### AIM OF THE EXERCISE
Write out all of the records below again word for word, but leave out the pictures.

* * * * * * * * *

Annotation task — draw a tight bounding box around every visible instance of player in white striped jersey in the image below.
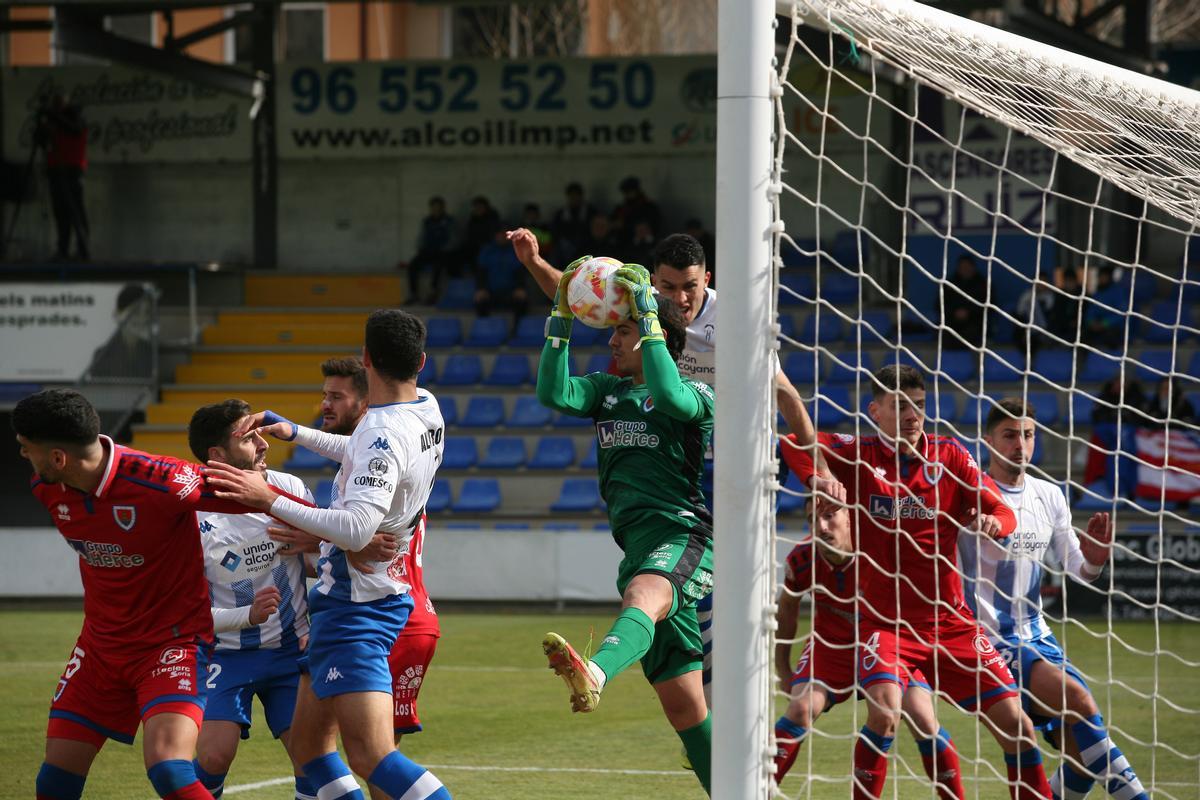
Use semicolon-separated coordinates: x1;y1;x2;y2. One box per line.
210;309;450;800
187;399;316;800
959;398;1148;800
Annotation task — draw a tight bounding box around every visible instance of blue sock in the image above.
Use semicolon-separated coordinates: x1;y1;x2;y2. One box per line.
146;758;199;798
367;750;450;800
1050;762;1096;800
34;762;88;800
301;751;360;800
1070;714;1150;800
295;775;317;800
192;758;228;798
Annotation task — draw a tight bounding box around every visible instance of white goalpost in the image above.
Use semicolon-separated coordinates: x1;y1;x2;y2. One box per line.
713;0;1200;800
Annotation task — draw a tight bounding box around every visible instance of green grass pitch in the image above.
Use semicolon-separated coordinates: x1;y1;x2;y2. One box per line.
0;606;1200;800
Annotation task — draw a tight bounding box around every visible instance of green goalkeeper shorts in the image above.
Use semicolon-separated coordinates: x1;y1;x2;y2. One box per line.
617;513;713;684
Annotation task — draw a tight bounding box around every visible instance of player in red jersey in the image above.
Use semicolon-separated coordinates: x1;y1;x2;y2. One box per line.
12;389;295;800
775;498;964;800
784;365;1050;800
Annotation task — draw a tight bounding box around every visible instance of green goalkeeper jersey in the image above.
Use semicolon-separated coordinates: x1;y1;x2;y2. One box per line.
538;331;714;547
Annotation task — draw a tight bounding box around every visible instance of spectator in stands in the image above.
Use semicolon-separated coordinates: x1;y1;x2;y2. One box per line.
475;225;529;329
942;253;988;349
683;217;716;289
34;94;90;261
402;197;460;306
458;194;500;271
1046;266;1084;342
612;175;662;243
1084;266;1129;348
575;213;628;261
1146;378;1200;428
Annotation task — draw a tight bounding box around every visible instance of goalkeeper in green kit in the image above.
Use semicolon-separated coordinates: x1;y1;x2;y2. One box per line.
538;257;713;792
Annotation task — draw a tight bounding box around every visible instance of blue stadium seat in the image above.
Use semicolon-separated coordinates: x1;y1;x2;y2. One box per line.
425;317;462;348
442;437;479;469
450;477;500;513
438;278;475;311
425;480;450;513
479;437;526;469
416;353;438;386
509;315;546;348
1033;348;1084;386
799;308;841;344
550;477;600;512
458;396;504;428
583;353;612;375
1134;350;1183;384
508;395;552;428
484;353;534;386
571;323;612;347
983;348;1025;384
784;350;817;384
438;395;458;425
463;317;509;347
283;445;337;471
529;437;575;469
438;353;484;386
809;386;854;429
580;438;600;469
1079;353;1121;384
826;352;875;385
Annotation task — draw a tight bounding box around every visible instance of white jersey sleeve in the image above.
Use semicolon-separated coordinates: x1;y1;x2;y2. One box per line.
197;470;312;650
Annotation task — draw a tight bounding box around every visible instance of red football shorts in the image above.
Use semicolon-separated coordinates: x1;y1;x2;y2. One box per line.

* * * * * * * * *

### IN RESPONSE
Annotation task — draw a tight bounding box around every visible instance of player in white striped jersey in the image below.
Use semicolon-separated coordinates: x1;y1;x2;y2. One box per line.
210;309;450;800
187;399;316;800
959;398;1148;800
Annotation task — draw a tight bounding box around every visible instance of blue sock in the image above.
Use semicolon-separated coordinates: x1;y1;x2;y2. One box per line.
146;758;199;798
367;750;450;800
1050;762;1096;800
34;762;88;800
301;751;360;800
1070;714;1150;800
295;775;317;800
192;758;228;798
Annotation task — draw a tight bounding box around every visible instance of white goalpost in the image above.
Use semicolon-separated coordinates: x1;y1;x2;y2. One box per line.
713;0;1200;800
Annotation task — draw a tight bounding box around every visible instance of green grass pitch in the image above.
Use semicolon-separated coordinates: x1;y1;x2;y2. One box per line.
0;606;1200;800
Annotation task — draw a tight bounding box around every visible instance of green goalkeeper shorts in the image above.
Use semicolon-separated coordinates: x1;y1;x2;y2. One box per line.
617;513;713;684
Annotation task — draw a tight bounding box around every visible instance of player in red jersey in the image above.
Use semicolon-separated coordinates: x1;y1;x2;y2. One box per line.
12;389;295;800
775;498;964;800
784;365;1050;800
Annotation task — draw a tight bounding box around every visible instance of green goalkeeper jersey in the image above.
Use semicolon-separated coordinates: x1;y1;x2;y2. One box per line.
538;331;714;547
Annotation task — draw a tight bounding box around every visible instance of spectator in stands in the image above.
Use semicolon-separated coordinates: x1;y1;x2;y2. One box per line.
475;225;529;329
942;253;988;349
683;217;716;289
34;94;90;261
402;197;460;306
458;194;500;271
1046;266;1084;342
612;175;662;243
1084;266;1129;348
575;213;628;261
1146;378;1200;428
Annotation task — draw a tight bounding box around every visible instance of goalkeeper in green kit in the image above.
Use semicolon-separated coordinates: x1;y1;x2;y2. One box per line.
538;257;713;792
Annotation task — draw a tight bounding box around every visible instance of blue stadium seat in the image above.
Use semicolon-separated coordinates: x1;y1;x2;y2. One box per line.
425;317;462;348
442;437;479;469
450;477;500;513
438;278;475;311
425;480;450;513
479;437;526;469
416;353;438;386
509;315;546;348
1033;348;1084;386
799;308;841;344
550;477;600;512
458;396;504;428
583;353;612;375
1134;350;1183;384
508;395;552;428
484;353;534;386
571;323;612;347
983;348;1025;384
784;350;817;384
438;395;458;425
463;317;509;347
283;445;337;471
529;437;575;469
438;353;484;386
809;386;854;429
580;438;600;469
1079;353;1121;384
826;352;875;385
Annotation task — draw a tight bounding box around every visible instance of white jersey sleeve in the image above.
Use semicolon-separated coordinates: x1;y1;x2;y2. One box per line.
197;470;312;650
Annotation task — draw a tight bounding box around every visible instance of red football shorts in the image above.
Use semicolon-separated coordinates: x1;y1;x2;y2. One box per line.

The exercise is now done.